§ Task instructions: Transcribe each entry below exactly. Pictures do not go in the copy.

-------------------------

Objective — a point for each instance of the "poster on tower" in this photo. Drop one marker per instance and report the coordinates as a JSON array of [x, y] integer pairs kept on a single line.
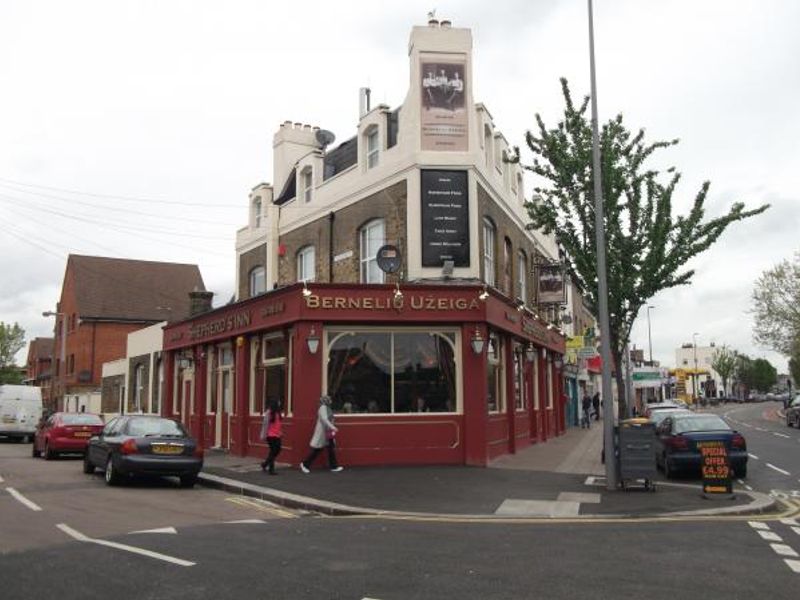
[[443, 110]]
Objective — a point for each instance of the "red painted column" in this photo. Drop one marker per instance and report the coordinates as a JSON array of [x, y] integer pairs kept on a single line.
[[242, 398], [474, 377]]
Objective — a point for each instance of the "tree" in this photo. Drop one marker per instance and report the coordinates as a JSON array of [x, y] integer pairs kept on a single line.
[[723, 361], [12, 339], [647, 248], [776, 307]]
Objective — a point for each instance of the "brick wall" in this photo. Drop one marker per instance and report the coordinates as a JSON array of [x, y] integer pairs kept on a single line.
[[389, 204]]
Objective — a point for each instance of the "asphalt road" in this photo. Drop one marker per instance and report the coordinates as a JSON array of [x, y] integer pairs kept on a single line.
[[86, 541]]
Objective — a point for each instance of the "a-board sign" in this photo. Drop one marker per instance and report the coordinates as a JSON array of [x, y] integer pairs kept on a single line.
[[716, 467]]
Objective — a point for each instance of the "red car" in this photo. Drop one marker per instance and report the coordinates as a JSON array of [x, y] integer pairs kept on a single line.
[[65, 432]]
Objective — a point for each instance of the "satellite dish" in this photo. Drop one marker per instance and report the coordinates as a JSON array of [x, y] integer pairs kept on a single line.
[[324, 137]]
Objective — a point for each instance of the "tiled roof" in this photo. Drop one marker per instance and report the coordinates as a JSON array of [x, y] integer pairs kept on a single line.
[[132, 290]]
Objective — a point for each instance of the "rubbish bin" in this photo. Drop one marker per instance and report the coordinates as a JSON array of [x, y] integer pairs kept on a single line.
[[636, 453]]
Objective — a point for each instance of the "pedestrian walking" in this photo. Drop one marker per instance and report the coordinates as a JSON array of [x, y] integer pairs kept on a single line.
[[586, 407], [272, 432], [324, 437]]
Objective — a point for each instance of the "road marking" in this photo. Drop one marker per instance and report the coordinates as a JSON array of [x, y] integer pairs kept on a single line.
[[770, 536], [794, 565], [171, 530], [784, 550], [778, 469], [149, 553], [23, 499]]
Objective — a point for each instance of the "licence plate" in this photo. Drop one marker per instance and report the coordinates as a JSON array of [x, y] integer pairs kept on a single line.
[[166, 449]]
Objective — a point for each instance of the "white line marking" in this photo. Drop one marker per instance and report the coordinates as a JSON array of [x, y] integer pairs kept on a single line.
[[23, 499], [784, 550], [171, 530], [794, 565], [770, 536], [778, 469], [83, 538]]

-------------------------

§ Solution:
Objective — a point for each instance of the "poster on tower" in this photo. Drop one marker per instance and report the coordinates as a JSON array of [x, y] integer pairs kept on a single line.
[[443, 110]]
Objective — a point for each instance of the "red painted column" in this photo. Drop one marker per instance and report the coordinates as a JSON array of [x, y] integer pairs kept on a single line.
[[242, 398], [474, 377]]
Objective — a point for each instance of the "tree" in this photo. Drop one marker per instance and report the coordinates as a JSON array of [x, y] integer pairs kept on a single line.
[[723, 361], [12, 339], [647, 248], [776, 307]]
Objective — a point for each instance of the "brick wall" in this photo. Drop one marker per instance and report the coordinates as a JSON array of [x, y] integer pairs kept on a single line.
[[389, 204]]
Objective — a point for each instance of the "asphalt road" in this photo. Drop one marker per instance and report the coordinates as a JSON array of [x, y] integer pairs kept on a single line.
[[86, 541]]
Objective — a point for each instance of the "a-board sign" in this photo. Drop one marker per instance and report the coordinates as a JSON array of [x, y] integer pairs kept on a single line.
[[716, 467]]
Objective — a point for each instance of the "red car" in this photo. Drop one marker per instance and report the coordinates as a JSON array of [x, y] integer pairs kept on a single line.
[[65, 432]]
Objective — a point for each instance of the "satellite dish" in this photo. Drop one marker per instance and report the coordinates as a JSON array of [x, y] integer pairs kept on a single line.
[[324, 137]]
Objective — a point for each instance of the "tiled roof" in this photo. Drop one marker per instance and report the coordinates as a JSON array of [x, y] integer pairs kept on a single line.
[[132, 290]]
Objective — a point for each instance of the "rubbish bin" in this photo. Drop one marker per instance and report the coordinates as a JSON array of [x, y] integer pairs kept on a single line.
[[636, 453]]
Objective — a point for each instance of the "pedestrian walking" in this photo. Drop one marker per instance and report the coordinates as a JSON array of [x, y] integer pairs kept on a single line.
[[586, 407], [272, 432], [324, 437]]
Objective — a point for each instance of the "road marking" in this photo. Drop one marker per instance and report the coordinates as a JSON array of [x, y] integer pairs kept on a single line.
[[770, 536], [794, 565], [171, 530], [784, 550], [778, 469], [149, 553], [23, 499]]
Objective — a point for each instance of the "licence plate" in this photo. Drop one marker per instance and report the coordinates as a JSON array of [x, y] integer pairs kept on a single line.
[[166, 449]]
Objective — a point for each instance of the "white line marking" in this photo. Drop one marker per instance and report the coordinates as a JSON array of [x, y] integer pairs kept on a single line.
[[23, 499], [784, 550], [171, 530], [794, 565], [770, 536], [778, 469], [83, 538]]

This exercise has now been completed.